◆ **Problem to solve**:
Restate the records below word for word.

◆ **Source data**:
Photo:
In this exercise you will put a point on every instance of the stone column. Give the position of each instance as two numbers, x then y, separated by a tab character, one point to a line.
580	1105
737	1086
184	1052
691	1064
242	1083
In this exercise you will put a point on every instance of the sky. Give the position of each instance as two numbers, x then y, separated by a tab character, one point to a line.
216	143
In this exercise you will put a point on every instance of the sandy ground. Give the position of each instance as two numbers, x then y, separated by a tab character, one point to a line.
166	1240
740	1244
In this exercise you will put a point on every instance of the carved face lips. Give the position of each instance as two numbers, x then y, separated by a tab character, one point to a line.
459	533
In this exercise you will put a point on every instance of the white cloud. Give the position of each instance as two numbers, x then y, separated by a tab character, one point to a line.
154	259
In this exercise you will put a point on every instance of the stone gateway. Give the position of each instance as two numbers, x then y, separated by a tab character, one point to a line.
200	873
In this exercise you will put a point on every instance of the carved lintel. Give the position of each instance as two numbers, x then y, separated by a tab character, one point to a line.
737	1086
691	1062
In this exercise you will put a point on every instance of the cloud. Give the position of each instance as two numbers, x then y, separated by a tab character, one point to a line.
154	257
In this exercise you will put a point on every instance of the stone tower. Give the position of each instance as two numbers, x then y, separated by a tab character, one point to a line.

◆ **Result for this task**:
Photo:
In this exercise you will put a point on every instance of the stone column. Give the position of each instance as two numbers, x then y, separated by a tab character, one point to a line.
580	1105
737	1086
184	1052
691	1064
242	1083
In this exercise you will put a point on every instance of the sky. Give the position of each instance as two numbers, x then y, separated by a tab character, one point to a line.
216	143
In this exercise you will put a point on every instance of the sandy ground. Give the position of each instance as two numbers, x then y, separated by a tab character, one point to a line.
166	1240
740	1244
In this exercise you will put a point on every instance of the carved face lips. Give the position of each instance as two numbers, x then y, separated by a tab character, one point to a line.
459	533
In this exercise you will put a point on every instance of the white cloud. Give the position of each instance as two numbers, x then y, separated by a tab character, one point to a line.
154	259
In this exercise you will put a point on every instance of the stone gateway. Give the position of each instance as two numbers, x then y, separated by a tab character, one point to a line.
200	873
In this exercise you will put a point on every instance of the carved lintel. Give the position of each instance as two numbers, x then y, separated by a tab character, one point to a line.
737	1086
691	1062
In this exercise you will put a point on every instance of the cloud. Give the position of each instance as two numbers, x then y, separated by a tab character, one point to a line.
154	257
In this exercise you will put a point on every instance of the stone tower. Give the position of each instance as two numbers, x then y, separated by a tab character, one point to a line.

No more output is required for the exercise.